Work to complete >> Please give the data again exactly, with no line dropped.

Extracted information >>
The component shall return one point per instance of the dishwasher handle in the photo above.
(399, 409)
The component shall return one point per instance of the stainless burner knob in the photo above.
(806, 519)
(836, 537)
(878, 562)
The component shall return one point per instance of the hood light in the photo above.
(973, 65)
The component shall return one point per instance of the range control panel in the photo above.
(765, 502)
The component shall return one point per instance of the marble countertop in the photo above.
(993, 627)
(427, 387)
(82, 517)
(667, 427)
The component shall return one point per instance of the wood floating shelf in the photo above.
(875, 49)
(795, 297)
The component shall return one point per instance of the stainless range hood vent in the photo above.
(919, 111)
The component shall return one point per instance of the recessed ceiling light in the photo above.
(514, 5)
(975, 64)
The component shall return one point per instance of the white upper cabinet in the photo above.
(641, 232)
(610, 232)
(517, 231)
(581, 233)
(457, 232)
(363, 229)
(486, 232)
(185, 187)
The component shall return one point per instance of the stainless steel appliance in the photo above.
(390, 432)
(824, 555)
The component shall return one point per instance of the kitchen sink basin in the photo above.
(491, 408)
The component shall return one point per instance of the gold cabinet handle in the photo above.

Result of this task >>
The component shall return one point per instance of the dishwasher handle in the photo above.
(399, 409)
The component shall return one point per instance of the stainless burner knob in the photo above.
(806, 519)
(836, 537)
(878, 562)
The component shall return one point per instance of the hood light in the photo above.
(973, 65)
The component shall return one point per instance of the range control panel in the photo above.
(765, 502)
The component shall return one point per instance of the marble countertop in the photo above.
(993, 627)
(427, 387)
(82, 517)
(667, 427)
The component shall return one point per instance of the wood floating shelf in the photo above.
(875, 49)
(795, 297)
The component shall return one point per instance of the stainless range hood vent in the photo above.
(919, 111)
The component shall return one point per instance of the recessed ceiling light in the photo above.
(514, 5)
(975, 64)
The component shall return one point per instance of the white upper cabinet in the photo above.
(641, 232)
(610, 232)
(517, 231)
(581, 233)
(457, 232)
(363, 229)
(486, 232)
(185, 187)
The component shall return one point per instance of the stainless steel appliance in the photo above.
(390, 432)
(824, 555)
The component shall return one point per instance of the kitchen sink basin in the photo above.
(491, 408)
The component shall return one point per instance of the gold cabinet handle in the photo above.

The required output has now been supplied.